• [PROBLEM STATEMENT] Swap "on its own line" for "on a separate line" throughout the lines below and leave everything else unchanged.
|---|
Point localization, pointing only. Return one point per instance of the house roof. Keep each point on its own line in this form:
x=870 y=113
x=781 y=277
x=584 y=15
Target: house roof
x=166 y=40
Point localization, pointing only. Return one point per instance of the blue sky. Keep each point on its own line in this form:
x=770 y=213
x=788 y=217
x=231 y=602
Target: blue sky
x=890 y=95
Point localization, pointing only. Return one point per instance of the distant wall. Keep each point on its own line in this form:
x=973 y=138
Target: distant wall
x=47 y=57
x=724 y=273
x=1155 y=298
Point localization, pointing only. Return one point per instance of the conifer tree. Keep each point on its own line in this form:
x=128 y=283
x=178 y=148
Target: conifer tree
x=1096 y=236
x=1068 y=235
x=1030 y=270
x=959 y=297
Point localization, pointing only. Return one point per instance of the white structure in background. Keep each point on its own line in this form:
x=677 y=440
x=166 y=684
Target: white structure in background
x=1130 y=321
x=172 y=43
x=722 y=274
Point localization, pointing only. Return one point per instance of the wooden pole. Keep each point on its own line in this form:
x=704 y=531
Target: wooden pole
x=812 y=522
|---|
• [COMPLETE ANSWER]
Point localization, pointing only. Return one point per instance of the house roof. Keep each point on a separate line in this form:
x=870 y=113
x=781 y=277
x=584 y=15
Target: house roof
x=166 y=40
Point localization, pointing only. Return one point per instance of the blue sky. Keep each point on a separate line in this form:
x=770 y=213
x=788 y=217
x=231 y=602
Target: blue sky
x=890 y=95
Point localization, pointing only. Return one point per instance of the distant wall. Keep each point on a separate line in this form:
x=973 y=138
Target: distant wall
x=47 y=57
x=724 y=273
x=1155 y=298
Point localization, pointing only. Return one point per instance of the conifer tree. Keep each point on a separate line in this form:
x=128 y=283
x=178 y=148
Target: conifer tree
x=1096 y=236
x=1068 y=235
x=1030 y=270
x=959 y=297
Point localization, pointing only. Return one point per instance of the white structure in background. Keep each point on a separate line in this form:
x=677 y=440
x=166 y=684
Target: white structure in background
x=1130 y=321
x=172 y=43
x=722 y=274
Point localization, pointing only. Return one point per instance of the wooden pole. Keep each point on a separate line in this form:
x=704 y=531
Target: wooden pole
x=812 y=522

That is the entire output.